*BRANO DEL DOCUMENTO*.

Seconda vittoria stagionale per Martinez e seconda piazza d’onore per Vendrame a Laigueglia
Seconda vittoria stagionale per Martinez e seconda piazza d’onore per Vendrame a Laigueglia

Secondo colpo

Il pomeriggio galoppa verso l’imbrunire, Laigueglia è la solita festa di ciclismo con la lettera maiuscola. Lenny Martinez ha appena finito di abbracciare i compagni che hanno raggiunto l’arrivo alla spicciolata. Il folletto della Groupama-FDJ cresce alla velocità della luce. E se fino allo scorso anno la sua era quasi una posizione di sudditanza rispetto a Gregoire, ora la sensazione è che i due siano molto più vicini e che Lenny spicchi per concretezza. La vittoria alla Classic du Var dice che durante l’inverno ha lavorato bene, ma la stoccata che ha mollato oggi al secondo passaggio su Colla Micheri è di qualità ancora superiore. L’azione giusta l’aveva portata via Vendrame e quando l’ha visto nel gruppetto, anche il veneto della Decathlon-Ag2R si è messo le mani nei capelli.

*DATI ARCHIVIATI*.

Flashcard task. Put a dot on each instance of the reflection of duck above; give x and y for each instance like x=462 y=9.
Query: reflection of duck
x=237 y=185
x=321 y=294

*DA FARE A*. Riporta tutti i corridori nominati nel brano su Laigueglia.
*DA FARE B*.
Rispondi in breve a queste domande sul brano su Laigueglia:
(i) Per quale squadra corre Lenny Martinez?
(ii) Quale corsa aveva già vinto Martinez prima di oggi?
(iii) A quale squadra appartiene Vendrame?
*DA FARE C*. Stampa senza modifiche il tratto del brano su Laigueglia che va da "Secondo colpo" fino a "mani nei capelli.".

*SOLUZIONE ESERCIZIO A*.
- Lenny Martinez
- Vendrame
- Gregoire

*SOLUZIONE ESERCIZIO B*.
(i) Groupama-FDJ
(ii) La Classic du Var
(iii) Decathlon-Ag2R

*SOLUZIONE ESERCIZIO C*.
Secondo colpo

Il pomeriggio galoppa verso l’imbrunire, Laigueglia è la solita festa di ciclismo con la lettera maiuscola. Lenny Martinez ha appena finito di abbracciare i compagni che hanno raggiunto l’arrivo alla spicciolata. Il folletto della Groupama-FDJ cresce alla velocità della luce. E se fino allo scorso anno la sua era quasi una posizione di sudditanza rispetto a Gregoire, ora la sensazione è che i due siano molto più vicini e che Lenny spicchi per concretezza. La vittoria alla Classic du Var dice che durante l’inverno ha lavorato bene, ma la stoccata che ha mollato oggi al secondo passaggio su Colla Micheri è di qualità ancora superiore. L’azione giusta l’aveva portata via Vendrame e quando l’ha visto nel gruppetto, anche il veneto della Decathlon-Ag2R si è messo le mani nei capelli.